* [Tasks to perform]
A: From the text on NAVA ventilation below, copy the passage that opens with the words containing "There are no" and closes with "when using NAVA.", character for character.
B: In the text on NAVA ventilation below, condense the paragraph beginning "There are no specific complications" into a shorter version that retains its main facts.

Troubleshooting During NAVA

• The patient develops respiratory distress and oxygen requirement increasing

1. Catheter malposition
2. Upper airway obstruction
3. Exceeding pressure limit
4. High Edi (under-supported ventilation)
5. Not enough Backup pressure

• Edi monitoring (Figure 2)

Complications

There are no specific complications to NAVA ventilation mode use. However, it can cause the same complications as other mechanical ventilator modes, such as ventilator-induced lung injury, ventilator-induced diaphragmatic dysfunction, ventilator-induced pneumonia, and pneumothorax. The chances of ventilator-induced lung injury and ventilator-induced diaphragmatic dysfunction are less with NAVA as delivery of pressure is proportional to the patient’s efforts, and reports have shown the lower need for PIP when using NAVA.

* [Data shown]
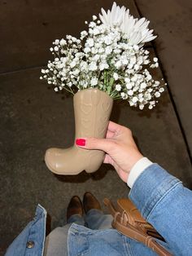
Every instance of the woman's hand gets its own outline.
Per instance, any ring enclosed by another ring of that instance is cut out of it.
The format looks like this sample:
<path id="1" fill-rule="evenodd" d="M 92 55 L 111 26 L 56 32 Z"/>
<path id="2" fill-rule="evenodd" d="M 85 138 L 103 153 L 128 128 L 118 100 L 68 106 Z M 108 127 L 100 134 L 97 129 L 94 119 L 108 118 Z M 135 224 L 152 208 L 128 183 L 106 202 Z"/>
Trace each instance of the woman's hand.
<path id="1" fill-rule="evenodd" d="M 76 145 L 86 149 L 104 151 L 106 156 L 103 162 L 112 165 L 125 183 L 132 167 L 143 157 L 138 151 L 131 130 L 112 121 L 109 122 L 106 139 L 78 138 Z"/>

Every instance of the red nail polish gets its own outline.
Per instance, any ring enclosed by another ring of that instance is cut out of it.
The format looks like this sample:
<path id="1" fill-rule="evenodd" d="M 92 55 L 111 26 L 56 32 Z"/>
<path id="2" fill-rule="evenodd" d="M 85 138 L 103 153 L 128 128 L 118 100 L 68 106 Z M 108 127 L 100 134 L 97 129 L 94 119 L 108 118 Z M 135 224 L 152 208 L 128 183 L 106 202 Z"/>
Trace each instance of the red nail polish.
<path id="1" fill-rule="evenodd" d="M 85 139 L 76 139 L 76 144 L 78 146 L 85 146 Z"/>

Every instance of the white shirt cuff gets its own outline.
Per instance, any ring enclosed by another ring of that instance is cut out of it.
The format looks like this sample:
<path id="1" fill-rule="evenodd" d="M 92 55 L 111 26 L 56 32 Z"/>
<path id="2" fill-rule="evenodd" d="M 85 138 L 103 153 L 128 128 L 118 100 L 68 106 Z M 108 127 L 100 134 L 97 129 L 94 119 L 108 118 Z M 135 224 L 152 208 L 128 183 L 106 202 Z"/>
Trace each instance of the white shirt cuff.
<path id="1" fill-rule="evenodd" d="M 130 174 L 128 177 L 127 184 L 128 186 L 132 188 L 133 183 L 135 183 L 136 179 L 138 176 L 150 166 L 153 163 L 146 157 L 142 157 L 137 163 L 132 167 L 130 170 Z"/>

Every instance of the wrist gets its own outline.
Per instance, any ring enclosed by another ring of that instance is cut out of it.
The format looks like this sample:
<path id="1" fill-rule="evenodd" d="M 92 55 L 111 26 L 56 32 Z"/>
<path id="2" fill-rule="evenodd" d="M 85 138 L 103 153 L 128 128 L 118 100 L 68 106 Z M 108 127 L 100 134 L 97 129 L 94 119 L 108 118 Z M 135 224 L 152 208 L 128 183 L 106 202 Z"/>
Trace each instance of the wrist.
<path id="1" fill-rule="evenodd" d="M 146 157 L 143 156 L 133 166 L 129 175 L 128 176 L 127 184 L 132 188 L 133 183 L 138 178 L 138 176 L 153 163 Z"/>

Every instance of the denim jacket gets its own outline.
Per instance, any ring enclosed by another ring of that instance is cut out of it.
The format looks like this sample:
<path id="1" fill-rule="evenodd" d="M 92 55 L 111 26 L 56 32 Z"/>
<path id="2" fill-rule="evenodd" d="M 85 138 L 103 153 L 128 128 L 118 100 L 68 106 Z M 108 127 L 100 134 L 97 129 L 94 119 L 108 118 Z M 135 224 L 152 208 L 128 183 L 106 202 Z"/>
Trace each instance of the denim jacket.
<path id="1" fill-rule="evenodd" d="M 192 255 L 192 192 L 157 164 L 143 171 L 129 198 L 166 241 L 174 255 Z M 15 238 L 6 256 L 43 255 L 46 212 L 38 205 L 34 219 Z M 68 231 L 69 255 L 156 255 L 116 230 L 90 230 L 73 223 Z"/>

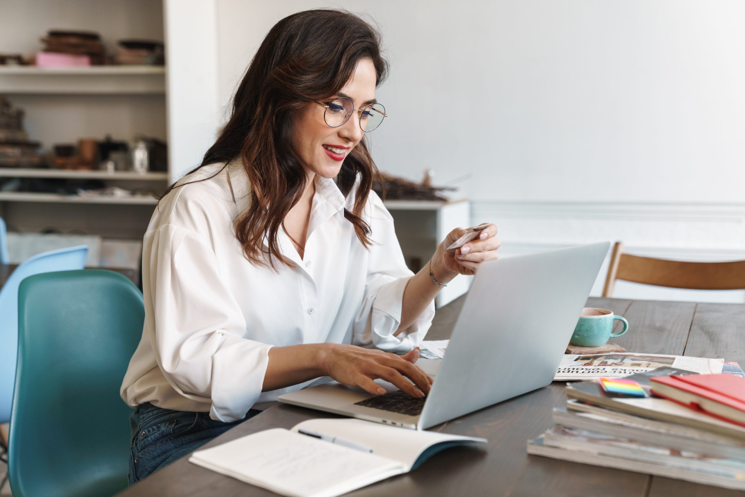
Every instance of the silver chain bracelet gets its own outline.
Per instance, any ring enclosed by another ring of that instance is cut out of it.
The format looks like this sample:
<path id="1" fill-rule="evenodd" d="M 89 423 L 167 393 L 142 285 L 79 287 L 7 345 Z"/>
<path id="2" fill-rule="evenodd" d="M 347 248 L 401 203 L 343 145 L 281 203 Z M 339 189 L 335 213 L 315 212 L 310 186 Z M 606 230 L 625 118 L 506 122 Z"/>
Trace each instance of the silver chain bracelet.
<path id="1" fill-rule="evenodd" d="M 432 259 L 429 259 L 429 277 L 432 279 L 433 283 L 437 283 L 437 285 L 442 285 L 443 286 L 448 286 L 447 283 L 440 283 L 439 281 L 434 279 L 434 273 L 432 272 Z"/>

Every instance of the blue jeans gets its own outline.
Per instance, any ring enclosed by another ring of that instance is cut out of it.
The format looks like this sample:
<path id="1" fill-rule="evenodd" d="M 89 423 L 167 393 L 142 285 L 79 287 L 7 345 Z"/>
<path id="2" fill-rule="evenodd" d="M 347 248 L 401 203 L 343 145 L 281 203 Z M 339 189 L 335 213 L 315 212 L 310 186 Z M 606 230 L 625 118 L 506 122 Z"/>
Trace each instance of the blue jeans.
<path id="1" fill-rule="evenodd" d="M 133 485 L 158 469 L 191 454 L 260 411 L 251 409 L 243 420 L 215 421 L 209 413 L 171 411 L 150 402 L 137 407 L 130 415 L 132 429 L 130 484 Z"/>

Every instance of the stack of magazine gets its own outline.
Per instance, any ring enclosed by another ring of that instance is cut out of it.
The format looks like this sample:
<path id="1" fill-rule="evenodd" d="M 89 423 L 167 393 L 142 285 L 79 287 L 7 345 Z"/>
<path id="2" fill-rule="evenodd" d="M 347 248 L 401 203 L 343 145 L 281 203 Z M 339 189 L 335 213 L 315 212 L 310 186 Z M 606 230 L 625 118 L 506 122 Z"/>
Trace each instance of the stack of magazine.
<path id="1" fill-rule="evenodd" d="M 723 373 L 745 376 L 737 363 Z M 554 425 L 527 443 L 529 454 L 745 490 L 745 426 L 650 393 L 650 379 L 697 374 L 663 367 L 627 376 L 646 396 L 603 390 L 600 381 L 566 385 Z"/>

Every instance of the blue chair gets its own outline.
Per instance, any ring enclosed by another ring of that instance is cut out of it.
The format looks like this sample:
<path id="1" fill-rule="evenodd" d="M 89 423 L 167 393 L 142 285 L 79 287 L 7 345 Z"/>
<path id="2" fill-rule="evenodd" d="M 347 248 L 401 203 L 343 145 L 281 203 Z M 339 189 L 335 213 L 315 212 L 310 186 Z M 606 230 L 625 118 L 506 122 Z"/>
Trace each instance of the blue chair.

* [Completed exercise]
A:
There are no specific complications to NAVA ventilation mode use. However, it can cause the same complications as other mechanical ventilator modes, such as ventilator-induced lung injury, ventilator-induced diaphragmatic dysfunction, ventilator-induced pneumonia, and pneumothorax. The chances of ventilator-induced lung injury and ventilator-induced diaphragmatic dysfunction are less with NAVA as delivery of pressure is proportional to the patient’s efforts, and reports have shown the lower need for PIP when using NAVA.

B: NAVA has no complications specific to it, but it shares those of other mechanical ventilator modes: ventilator-induced lung injury, diaphragmatic dysfunction, pneumonia, and pneumothorax. Lung injury and diaphragmatic dysfunction are less likely with NAVA, since pressure delivery is proportional to the patient's efforts, and reports show a lower need for PIP.